(Collection entries)
+--

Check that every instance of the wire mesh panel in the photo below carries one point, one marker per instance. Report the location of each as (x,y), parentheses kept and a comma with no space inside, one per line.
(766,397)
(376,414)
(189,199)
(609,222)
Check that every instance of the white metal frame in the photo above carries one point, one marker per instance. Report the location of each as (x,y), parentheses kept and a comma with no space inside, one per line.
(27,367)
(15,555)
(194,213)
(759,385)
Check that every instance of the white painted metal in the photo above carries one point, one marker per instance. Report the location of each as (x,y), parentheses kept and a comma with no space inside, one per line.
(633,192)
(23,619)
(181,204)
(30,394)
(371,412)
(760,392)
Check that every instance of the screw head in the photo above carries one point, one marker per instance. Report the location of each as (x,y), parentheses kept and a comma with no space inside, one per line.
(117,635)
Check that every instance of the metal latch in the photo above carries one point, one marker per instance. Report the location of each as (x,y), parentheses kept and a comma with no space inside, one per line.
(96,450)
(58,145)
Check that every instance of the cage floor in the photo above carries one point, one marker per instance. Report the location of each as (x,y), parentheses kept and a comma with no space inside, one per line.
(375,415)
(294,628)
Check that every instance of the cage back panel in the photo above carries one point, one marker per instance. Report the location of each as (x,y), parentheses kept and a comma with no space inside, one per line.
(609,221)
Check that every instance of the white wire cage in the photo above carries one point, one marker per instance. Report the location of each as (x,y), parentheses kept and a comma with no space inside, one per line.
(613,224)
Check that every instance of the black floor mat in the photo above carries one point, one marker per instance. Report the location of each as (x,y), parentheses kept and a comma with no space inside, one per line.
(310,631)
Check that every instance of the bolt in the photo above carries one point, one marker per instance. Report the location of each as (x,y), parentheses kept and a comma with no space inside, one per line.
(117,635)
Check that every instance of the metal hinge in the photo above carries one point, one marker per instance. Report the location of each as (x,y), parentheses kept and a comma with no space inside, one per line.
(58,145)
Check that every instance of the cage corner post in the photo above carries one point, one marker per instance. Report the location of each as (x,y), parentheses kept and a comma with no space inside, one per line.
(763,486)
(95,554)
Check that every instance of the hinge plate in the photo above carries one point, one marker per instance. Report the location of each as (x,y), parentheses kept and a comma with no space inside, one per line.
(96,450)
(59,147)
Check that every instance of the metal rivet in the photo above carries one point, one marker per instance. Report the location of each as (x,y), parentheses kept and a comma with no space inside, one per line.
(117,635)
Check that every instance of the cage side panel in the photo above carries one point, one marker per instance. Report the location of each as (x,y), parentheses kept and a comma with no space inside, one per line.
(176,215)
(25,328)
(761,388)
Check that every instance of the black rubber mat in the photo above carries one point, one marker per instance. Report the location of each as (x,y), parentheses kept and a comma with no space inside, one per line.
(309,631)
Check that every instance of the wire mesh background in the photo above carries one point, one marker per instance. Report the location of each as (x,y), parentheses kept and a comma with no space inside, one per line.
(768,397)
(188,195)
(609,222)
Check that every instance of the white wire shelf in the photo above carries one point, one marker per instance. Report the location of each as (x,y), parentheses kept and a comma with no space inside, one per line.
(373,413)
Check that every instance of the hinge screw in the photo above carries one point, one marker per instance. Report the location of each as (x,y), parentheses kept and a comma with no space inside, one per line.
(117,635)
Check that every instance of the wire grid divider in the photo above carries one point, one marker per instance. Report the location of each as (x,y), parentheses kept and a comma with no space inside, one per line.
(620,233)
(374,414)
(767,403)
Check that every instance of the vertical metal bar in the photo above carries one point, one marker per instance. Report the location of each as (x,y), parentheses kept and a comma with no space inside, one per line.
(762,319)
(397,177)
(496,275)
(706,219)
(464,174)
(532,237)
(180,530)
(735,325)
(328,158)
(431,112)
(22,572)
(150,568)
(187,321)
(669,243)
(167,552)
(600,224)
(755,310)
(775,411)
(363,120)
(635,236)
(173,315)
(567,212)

+--

-- Task prompt --
Render every line of the entries above as a Markdown table with the columns "Row" and "Line," numbering the rows and leaving out blank lines.

-- Exercise answer --
| Row | Line |
|---|---|
| 1 | Check that every instance of the wire mesh panel in the photo below carries one point, one marker per instance. Report the location of each as (x,y), parentheses kept and a comma with no space inside, one per line. |
| 2 | (766,397) |
| 3 | (376,414) |
| 4 | (189,199) |
| 5 | (609,222) |
| 6 | Check that every instance of the white metal frame in the photo above carries one point, one marker per instance. Report the location of each as (x,y), parentheses kept and a comma with no space inside, one per line. |
| 7 | (27,367) |
| 8 | (15,555) |
| 9 | (194,213) |
| 10 | (759,385) |
| 11 | Check that every instance of the white painted metal in the photo above carries one point, one marker per instance. Report the location of each as (x,y), parentheses kept and a comma with no space inside, one per line. |
| 12 | (633,192) |
| 13 | (23,619) |
| 14 | (181,204) |
| 15 | (30,394) |
| 16 | (371,412) |
| 17 | (760,392) |
| 18 | Check that every instance of the screw head in the photo above carries one point, one marker per instance. Report the location of each as (x,y), parentheses kept and a comma with no space inside, one per line. |
| 19 | (117,635) |
| 20 | Check that every instance of the metal latch in the photo above carries one point, one marker per instance. Report the location of each as (x,y), parentheses kept and a comma with no space inside, one per line. |
| 21 | (96,450) |
| 22 | (58,145) |
| 23 | Check that every instance of the cage floor in the photo above carries one point, one marker per instance. Report the location of each as (x,y), parentheses kept and a comma with no space inside, one per line. |
| 24 | (375,415) |
| 25 | (294,628) |
| 26 | Check that every instance of the cage back panel in the photo above carries one point, one marker per instance. Report the location of each as (x,y), parentheses kept and a comma with no space inside, one per line. |
| 27 | (609,221) |
| 28 | Check that every instance of the white wire cage in the photo above carries one point, one marker per instance. Report the location of each as (x,y), parentheses kept and a comma with no space inside, one per line. |
| 29 | (613,224) |
| 30 | Check that every instance of the black floor mat in the photo above carries one point, one marker per instance. Report the location of each as (x,y), parentheses kept and a comma with no space inside, one per line. |
| 31 | (310,631) |
| 32 | Check that every instance of the bolt in the photo above carries one point, one marker per instance. Report the location of each as (x,y), parentheses kept and a comma with no space inside, one per line. |
| 33 | (117,635) |
| 34 | Check that every instance of the metal hinge in the photo above carries one point, one marker per instance. Report the location of each as (x,y), parentheses kept and a comma with no space inside, one per line. |
| 35 | (58,145) |
| 36 | Check that every instance of the cage corner post in the photo above carries one point, one marker per instance. Report the location of each as (x,y), parentheses kept and a comma with no space inside, one per line. |
| 37 | (763,486) |
| 38 | (95,554) |
| 39 | Check that every instance of the hinge plate in the photo above carries one point, one marker per instance. Report the location of each as (x,y), parentheses kept and a comma with no space inside, one per line. |
| 40 | (96,450) |
| 41 | (59,147) |
| 42 | Check that every instance of the metal rivet in the photo above carries one point, one marker per instance. Report the location of each as (x,y), parentheses kept and a comma with no space inside, one per line. |
| 43 | (117,635) |
| 44 | Check that every instance of the cage side panel in the photo above carries one point, one marker per instance. Report the location of each as (x,y), parentheses kept and a comma with no space inside, one per line. |
| 45 | (176,215) |
| 46 | (25,328) |
| 47 | (761,388) |
| 48 | Check that every instance of the black rubber mat in the photo above carries one point, one marker per instance. Report the location of each as (x,y), parentheses kept and a comma with no space inside, one per line. |
| 49 | (309,631) |
| 50 | Check that every instance of the wire mesh background in the photo above carries one point, one marker per instance. Report the location of each as (x,y), parentheses kept and a comma with no space inside, one per line. |
| 51 | (768,397) |
| 52 | (188,195) |
| 53 | (609,222) |
| 54 | Check that every instance of the white wire shelf in the photo above carries one point, one marker per instance. Report the location of each as (x,y), parentheses kept and a comma with no space inside, one per line. |
| 55 | (373,413) |
| 56 | Check that every instance of the hinge screw in the photo above carries one point, one marker per instance. Report the location of each as (x,y), parentheses kept and a comma with no space inside, one per line. |
| 57 | (117,635) |
| 58 | Check that every instance of the wire grid divider in the photo above carries one point, one marker per instance. Report the location of each as (x,y), parentheses kept and a comma with no space inside, one per line. |
| 59 | (620,233) |
| 60 | (374,414) |
| 61 | (767,403) |
| 62 | Check that every instance of the vertical metal bar in the photo above carries one point, one marker per instance. Report the location of each as (x,y), parentheses kept and a comma with no space inside, one per line. |
| 63 | (762,319) |
| 64 | (397,177) |
| 65 | (496,275) |
| 66 | (706,219) |
| 67 | (464,174) |
| 68 | (532,237) |
| 69 | (180,530) |
| 70 | (735,325) |
| 71 | (328,158) |
| 72 | (431,112) |
| 73 | (22,572) |
| 74 | (150,568) |
| 75 | (187,321) |
| 76 | (669,243) |
| 77 | (167,552) |
| 78 | (600,224) |
| 79 | (755,310) |
| 80 | (775,411) |
| 81 | (363,120) |
| 82 | (635,236) |
| 83 | (173,315) |
| 84 | (567,212) |